● **Problem to solve**: Please transcribe the data that follows without the pictures, keeping every word the same.

● **Material to process**:
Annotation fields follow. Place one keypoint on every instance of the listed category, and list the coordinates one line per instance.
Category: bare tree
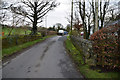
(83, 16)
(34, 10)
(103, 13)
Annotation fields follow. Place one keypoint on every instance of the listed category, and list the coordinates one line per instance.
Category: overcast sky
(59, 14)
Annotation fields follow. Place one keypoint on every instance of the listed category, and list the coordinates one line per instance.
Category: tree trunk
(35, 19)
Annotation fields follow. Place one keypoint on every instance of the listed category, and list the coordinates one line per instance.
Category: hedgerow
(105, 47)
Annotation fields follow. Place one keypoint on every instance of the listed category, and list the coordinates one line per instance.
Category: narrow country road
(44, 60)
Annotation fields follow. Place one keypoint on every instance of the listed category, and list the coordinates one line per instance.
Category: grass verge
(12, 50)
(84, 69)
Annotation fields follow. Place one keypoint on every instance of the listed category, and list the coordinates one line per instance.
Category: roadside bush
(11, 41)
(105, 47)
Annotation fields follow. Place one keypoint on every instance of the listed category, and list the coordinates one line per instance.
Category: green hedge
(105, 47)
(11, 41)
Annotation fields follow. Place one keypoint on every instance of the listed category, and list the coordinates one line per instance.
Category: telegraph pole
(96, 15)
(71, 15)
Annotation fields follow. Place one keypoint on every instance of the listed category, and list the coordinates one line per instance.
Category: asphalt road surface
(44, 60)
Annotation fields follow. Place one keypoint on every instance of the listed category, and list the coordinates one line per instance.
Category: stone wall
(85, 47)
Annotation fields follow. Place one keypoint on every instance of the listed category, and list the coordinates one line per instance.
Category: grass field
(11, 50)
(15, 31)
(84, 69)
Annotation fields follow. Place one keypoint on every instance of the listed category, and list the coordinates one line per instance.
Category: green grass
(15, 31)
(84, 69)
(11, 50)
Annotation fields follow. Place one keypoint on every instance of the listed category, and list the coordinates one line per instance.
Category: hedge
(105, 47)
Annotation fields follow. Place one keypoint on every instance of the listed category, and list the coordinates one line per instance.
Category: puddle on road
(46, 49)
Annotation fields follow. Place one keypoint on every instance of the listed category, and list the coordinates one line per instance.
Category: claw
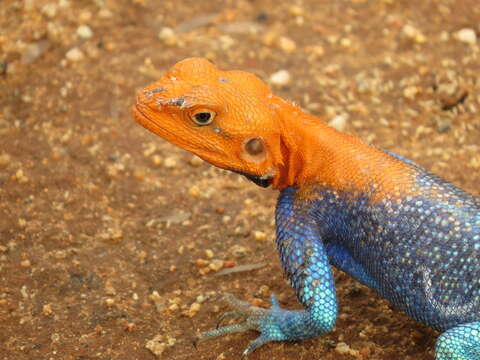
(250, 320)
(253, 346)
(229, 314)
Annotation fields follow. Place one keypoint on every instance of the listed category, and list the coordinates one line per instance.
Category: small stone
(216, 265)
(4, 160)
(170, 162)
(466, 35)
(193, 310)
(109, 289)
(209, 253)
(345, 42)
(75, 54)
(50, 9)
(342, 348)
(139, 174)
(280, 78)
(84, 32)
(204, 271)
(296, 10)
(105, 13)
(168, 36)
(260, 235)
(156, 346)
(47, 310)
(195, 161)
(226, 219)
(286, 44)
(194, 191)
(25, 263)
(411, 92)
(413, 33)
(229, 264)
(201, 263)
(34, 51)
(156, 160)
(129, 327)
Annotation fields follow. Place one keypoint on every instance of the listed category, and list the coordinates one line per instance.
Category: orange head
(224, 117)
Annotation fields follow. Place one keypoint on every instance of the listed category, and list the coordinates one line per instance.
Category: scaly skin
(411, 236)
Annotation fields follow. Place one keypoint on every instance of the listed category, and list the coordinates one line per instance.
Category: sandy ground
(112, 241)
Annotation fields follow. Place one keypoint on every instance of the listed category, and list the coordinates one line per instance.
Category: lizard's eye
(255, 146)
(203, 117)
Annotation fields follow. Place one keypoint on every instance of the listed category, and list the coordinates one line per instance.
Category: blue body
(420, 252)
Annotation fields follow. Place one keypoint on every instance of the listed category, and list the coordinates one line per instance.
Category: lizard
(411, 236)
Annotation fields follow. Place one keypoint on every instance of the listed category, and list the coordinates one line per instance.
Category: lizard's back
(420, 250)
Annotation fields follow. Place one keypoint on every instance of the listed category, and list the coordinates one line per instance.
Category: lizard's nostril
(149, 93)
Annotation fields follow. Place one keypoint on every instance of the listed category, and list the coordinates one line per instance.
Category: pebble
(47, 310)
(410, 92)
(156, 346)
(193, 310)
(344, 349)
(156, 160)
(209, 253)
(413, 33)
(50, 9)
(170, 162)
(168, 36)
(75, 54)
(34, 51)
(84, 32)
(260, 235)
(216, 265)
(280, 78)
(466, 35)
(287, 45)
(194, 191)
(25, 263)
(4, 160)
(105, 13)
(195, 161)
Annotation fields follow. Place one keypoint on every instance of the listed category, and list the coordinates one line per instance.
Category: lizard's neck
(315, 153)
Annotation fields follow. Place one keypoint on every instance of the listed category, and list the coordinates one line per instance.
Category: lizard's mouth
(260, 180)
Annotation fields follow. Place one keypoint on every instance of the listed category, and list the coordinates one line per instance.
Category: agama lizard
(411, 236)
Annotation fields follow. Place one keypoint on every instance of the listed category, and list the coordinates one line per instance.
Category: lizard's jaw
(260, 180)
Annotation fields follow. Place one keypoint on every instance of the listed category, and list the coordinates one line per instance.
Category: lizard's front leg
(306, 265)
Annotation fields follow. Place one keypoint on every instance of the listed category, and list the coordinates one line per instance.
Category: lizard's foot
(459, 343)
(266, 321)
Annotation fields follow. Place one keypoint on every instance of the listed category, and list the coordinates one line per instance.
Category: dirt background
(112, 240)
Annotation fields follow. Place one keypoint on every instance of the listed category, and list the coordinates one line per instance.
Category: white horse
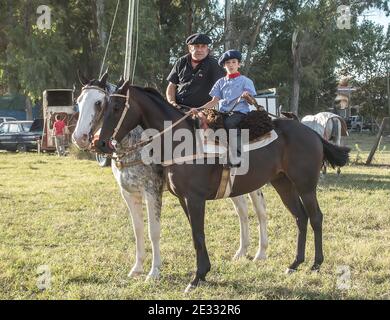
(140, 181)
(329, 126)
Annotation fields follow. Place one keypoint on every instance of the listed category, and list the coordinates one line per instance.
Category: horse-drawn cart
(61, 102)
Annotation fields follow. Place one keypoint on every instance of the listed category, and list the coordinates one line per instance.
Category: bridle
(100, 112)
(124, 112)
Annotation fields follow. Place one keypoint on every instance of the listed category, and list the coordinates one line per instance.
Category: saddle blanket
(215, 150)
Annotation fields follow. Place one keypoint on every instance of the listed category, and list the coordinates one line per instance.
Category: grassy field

● **Task response**:
Annotation fields follow. Place one keypoint on every instance of the listed category, and list the coordinates one line per instance.
Category: bare tree
(83, 16)
(34, 10)
(103, 13)
Annotation fields follow. Place one keypoint on every instance of the listed category, and list the coordinates one line per instance.
Category: overcast sky
(59, 14)
Annotation fields follow. Place one keypoint on every instance of the listed category, and list the coordinates one line per instance.
Category: tree trunk
(35, 19)
Annotation fields follow. Place one keypoint on every instance of the listed category, and list the coordinates one line per instance.
Category: hedgerow
(105, 47)
Annotation fields follow. Place one keypoint on every instance of the listed category, and list the coordinates one line per instance.
Category: narrow country road
(44, 60)
Annotation fields follow. Place one keypoint on every instance of the listed category, and list the coordinates one line per instance.
Category: grass verge
(12, 50)
(84, 69)
Annotation fields follow. Place one keypoint on every instance of the listed category, and list the coordinates one line per instance.
Category: roadside bush
(11, 41)
(105, 47)
Annotation fields follow. Place one keypoint on every instance of the listed category, and list the coordinates one line per instance.
Category: green hedge
(105, 47)
(11, 41)
Annotation fields follow. Place one keypoint on every instance of the listed category, and list the coordinates one line per instance.
Category: telegraph pole
(96, 15)
(71, 15)
Annotation fields follow. Place one keypoint on every instance of the listed category, and list the coordinates one line per instance.
Category: asphalt road surface
(44, 60)
Annotation fields follow. Place one keypoint on every instance of the listed category, and list the coordinates one line per instance.
Category: stone wall
(85, 47)
Annotation fields follow. Place one keypoint on every instance of the listed category, and list the coordinates one line per instance.
Category: grass field
(11, 50)
(15, 31)
(84, 69)
Annotation fields follow. Place one keypoint on every instance of the listed category, and list the coordinates one line per instance.
Category: green grass
(15, 31)
(84, 69)
(11, 50)
Annotation fields follow. Place one keypoint on every instance of the listed category, and list the coordinates one line per instance.
Category: hedge
(105, 47)
Annotation fields follow. Place one keypoint on every instance of the listed category, and list the coordinates one line per instance.
Category: puddle on road
(46, 49)
Annotation fields follow. Place one keypoint on every instance of the listed category, and list the coordinates one line per instance.
Category: claw
(250, 320)
(253, 346)
(229, 314)
Annotation fields follow. Place one keypoint on every instance of the listed category, and list the coordinates one line per instance.
Category: small stone
(216, 265)
(4, 160)
(170, 162)
(466, 35)
(193, 310)
(109, 289)
(209, 253)
(345, 42)
(75, 54)
(50, 9)
(342, 348)
(139, 174)
(280, 78)
(84, 32)
(204, 271)
(296, 10)
(105, 13)
(168, 36)
(260, 235)
(156, 346)
(47, 310)
(195, 161)
(226, 219)
(286, 44)
(194, 191)
(25, 263)
(411, 92)
(413, 33)
(229, 264)
(201, 263)
(34, 51)
(156, 160)
(129, 327)
Annotation fields follow. Place one keypoint on every instance of the listed category, and list the coordinates one line per instance.
Category: orange head
(224, 117)
Annotation fields follow. Place one keypoint on every instance of the listed category, and list the coordinates one line per instance.
Category: scaly skin
(411, 236)
Annotation fields follow. Place one keypoint on every instance of the listed category, and list the coordinates one line per instance.
Category: sandy ground
(112, 241)
Annotation fields follow. Place one keypoint on every instance of the listed category, and list the coordinates one line per instance.
Category: lizard's eye
(255, 146)
(203, 117)
Annotation fields follow. Place one keypoint on every instance of the listed category, and list the coordinates one line per instance.
Category: blue body
(420, 252)
Annotation fields follow. Place one keypoint on every instance of the listed category, and list the coordinates one line per instance.
Category: lizard
(411, 236)
Annotation fields follow. Place one keypoint on every instance of the listed category, and list the coordinates one line per instance.
Category: lizard's back
(420, 250)
Annotation fields follow. Place one keypoint on every instance of the listed category, and list the coordinates one line per instance.
Category: lizard's nostril
(149, 93)
Annotation fields follow. Place one keypoint on every instance of the listed category, and list the coordinates one line per instance.
Category: pebble
(47, 310)
(410, 92)
(156, 346)
(193, 310)
(344, 349)
(156, 160)
(209, 253)
(413, 33)
(50, 9)
(170, 162)
(168, 36)
(75, 54)
(34, 51)
(84, 32)
(260, 235)
(216, 265)
(280, 78)
(466, 35)
(287, 45)
(194, 191)
(25, 263)
(4, 160)
(105, 13)
(195, 161)
Annotation fields follow. Place one keypoint on every instance of the listed category, and list the coordinates one line per instance.
Category: lizard's neck
(315, 153)
Annotation fields follow. Place one keypoint on every instance of the listed category, and list the coordinates one line per instance.
Category: lizard's mouth
(260, 180)
Annotation fields follow. Place one keypoint on every instance of the listed category, and list the coordinates one line per instance.
Category: agama lizard
(411, 236)
Annotation fields follow. Place one keypoint on every instance of the listed category, and list the coordinates one line per instance.
Category: lizard's jaw
(260, 180)
Annotation fields follow. Place one keypoint on every instance of the listed category, and list the coordinates one line per instance.
Category: lizard's front leg
(306, 265)
Annotation fields follow. Place one keypoint on every instance of the listed category, and list the coordinates one line per instance.
Category: lizard's foot
(459, 343)
(266, 321)
Annotation fields follow. Place one keypoint on every instance of the listed category, and list the coordinates one line per instance.
Category: dirt background
(112, 240)
Annotation fields follow. Place one keypoint on every instance of the listed category, and list the coordinates one line per instance.
Category: white horse
(140, 181)
(329, 126)
Annotation fields follow. Place one keypoint on every instance of the listed category, and list the coordinates one line per instance.
Category: horse-drawn cart
(61, 102)
Annotation fields follow. Place one keypoint on every instance of the listed category, and list the coordinates one line per instance.
Category: bridle
(100, 112)
(124, 112)
Annotation fields follow. Place one keypoint on every instance of the listed category, and list the coordinates one line per instance.
Category: saddle blanket
(215, 150)
Annotation fields follow. Place one keypoint on every instance of the listed category, and list the coordinates one line per instance.
Category: grassy field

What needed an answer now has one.